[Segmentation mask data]

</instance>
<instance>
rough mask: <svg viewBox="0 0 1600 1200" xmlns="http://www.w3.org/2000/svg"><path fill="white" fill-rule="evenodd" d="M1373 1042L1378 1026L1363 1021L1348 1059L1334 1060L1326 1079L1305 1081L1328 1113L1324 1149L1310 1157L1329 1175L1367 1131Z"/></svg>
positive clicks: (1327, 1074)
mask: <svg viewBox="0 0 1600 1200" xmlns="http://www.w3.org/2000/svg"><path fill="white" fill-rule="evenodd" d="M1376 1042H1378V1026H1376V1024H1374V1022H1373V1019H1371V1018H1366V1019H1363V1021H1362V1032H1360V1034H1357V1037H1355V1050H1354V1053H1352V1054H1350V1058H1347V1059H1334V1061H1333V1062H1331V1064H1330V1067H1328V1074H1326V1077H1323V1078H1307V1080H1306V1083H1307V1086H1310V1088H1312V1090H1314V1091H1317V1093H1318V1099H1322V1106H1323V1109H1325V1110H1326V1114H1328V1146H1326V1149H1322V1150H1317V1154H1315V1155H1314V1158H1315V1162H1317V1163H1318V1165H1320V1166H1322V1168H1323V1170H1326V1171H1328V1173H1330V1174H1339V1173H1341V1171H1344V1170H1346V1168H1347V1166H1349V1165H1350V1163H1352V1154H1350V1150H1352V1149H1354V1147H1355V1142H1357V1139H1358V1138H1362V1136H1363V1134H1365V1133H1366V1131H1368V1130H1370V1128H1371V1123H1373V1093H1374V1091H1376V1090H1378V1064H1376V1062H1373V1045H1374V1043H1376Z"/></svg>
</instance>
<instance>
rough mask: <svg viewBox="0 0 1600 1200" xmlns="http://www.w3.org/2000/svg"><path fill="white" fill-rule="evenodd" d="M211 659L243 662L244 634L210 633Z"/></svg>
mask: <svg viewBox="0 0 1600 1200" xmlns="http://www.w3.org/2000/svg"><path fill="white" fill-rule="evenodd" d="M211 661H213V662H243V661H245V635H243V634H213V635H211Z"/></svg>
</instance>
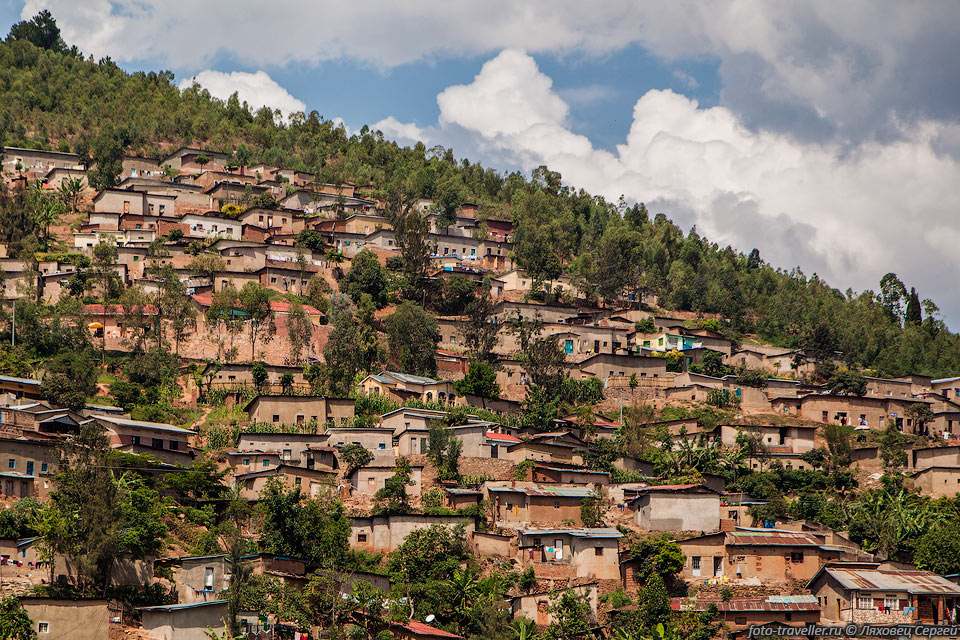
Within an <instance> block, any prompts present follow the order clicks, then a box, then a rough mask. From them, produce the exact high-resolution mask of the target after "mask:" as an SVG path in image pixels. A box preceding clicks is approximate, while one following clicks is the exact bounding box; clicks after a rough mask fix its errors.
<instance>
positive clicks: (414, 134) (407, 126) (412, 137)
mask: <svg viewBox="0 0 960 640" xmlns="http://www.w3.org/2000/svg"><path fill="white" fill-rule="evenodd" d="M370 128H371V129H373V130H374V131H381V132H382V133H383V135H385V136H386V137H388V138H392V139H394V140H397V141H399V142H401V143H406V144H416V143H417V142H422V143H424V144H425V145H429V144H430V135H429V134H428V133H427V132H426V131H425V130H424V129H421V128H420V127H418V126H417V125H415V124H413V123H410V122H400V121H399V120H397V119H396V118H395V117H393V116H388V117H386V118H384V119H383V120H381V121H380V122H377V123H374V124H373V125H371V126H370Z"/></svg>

**Aim of the task**
Set down the data above exactly as written. Omit the pictures.

**Solution to this exercise**
</instance>
<instance>
rough mask: <svg viewBox="0 0 1600 1200" xmlns="http://www.w3.org/2000/svg"><path fill="white" fill-rule="evenodd" d="M1373 1042L1378 1026L1363 1021L1348 1059L1334 1060L1326 1079L1305 1081L1328 1113L1324 1149L1310 1157L1329 1175L1367 1131Z"/></svg>
positive clicks: (1327, 1074)
mask: <svg viewBox="0 0 1600 1200" xmlns="http://www.w3.org/2000/svg"><path fill="white" fill-rule="evenodd" d="M1376 1042H1378V1026H1376V1024H1374V1022H1373V1019H1371V1018H1366V1019H1363V1021H1362V1032H1360V1034H1357V1037H1355V1050H1354V1053H1352V1054H1350V1058H1347V1059H1334V1061H1333V1062H1331V1064H1330V1067H1328V1074H1326V1077H1323V1078H1307V1080H1306V1083H1307V1086H1310V1088H1312V1090H1314V1091H1317V1093H1318V1099H1322V1106H1323V1109H1325V1110H1326V1114H1328V1146H1326V1149H1322V1150H1317V1154H1315V1155H1314V1158H1315V1162H1317V1163H1318V1165H1320V1166H1322V1168H1323V1170H1326V1171H1328V1173H1330V1174H1339V1173H1341V1171H1344V1170H1346V1168H1347V1166H1349V1165H1350V1163H1352V1154H1350V1150H1352V1149H1354V1147H1355V1142H1357V1139H1358V1138H1362V1136H1363V1134H1365V1133H1366V1131H1368V1130H1370V1128H1371V1123H1373V1093H1374V1091H1376V1090H1378V1064H1376V1062H1373V1045H1374V1043H1376Z"/></svg>
</instance>
<instance>
rough mask: <svg viewBox="0 0 1600 1200" xmlns="http://www.w3.org/2000/svg"><path fill="white" fill-rule="evenodd" d="M211 659L243 662L244 634L210 633Z"/></svg>
mask: <svg viewBox="0 0 1600 1200" xmlns="http://www.w3.org/2000/svg"><path fill="white" fill-rule="evenodd" d="M211 661H213V662H243V661H245V635H243V634H213V635H211Z"/></svg>
</instance>
Within an <instance> block, any prompts present follow the order clicks, then a box, then a rough mask. From them, produce the exact high-resolution mask of the target after "mask:" as an SVG path in image pixels. A box preceding clicks is approximate, while one following clicks is the exact bounding box; clicks after a rough mask fix its errors.
<instance>
positive clicks: (414, 134) (407, 126) (412, 137)
mask: <svg viewBox="0 0 960 640" xmlns="http://www.w3.org/2000/svg"><path fill="white" fill-rule="evenodd" d="M370 128H371V129H373V130H374V131H381V132H382V133H383V135H385V136H386V137H388V138H392V139H394V140H397V141H399V142H401V143H406V144H416V143H417V142H422V143H424V144H425V145H429V144H430V135H429V134H428V133H427V132H426V131H425V130H424V129H421V128H420V127H418V126H417V125H415V124H413V123H410V122H400V121H399V120H397V119H396V118H395V117H393V116H388V117H386V118H384V119H383V120H381V121H380V122H377V123H374V124H373V125H371V126H370Z"/></svg>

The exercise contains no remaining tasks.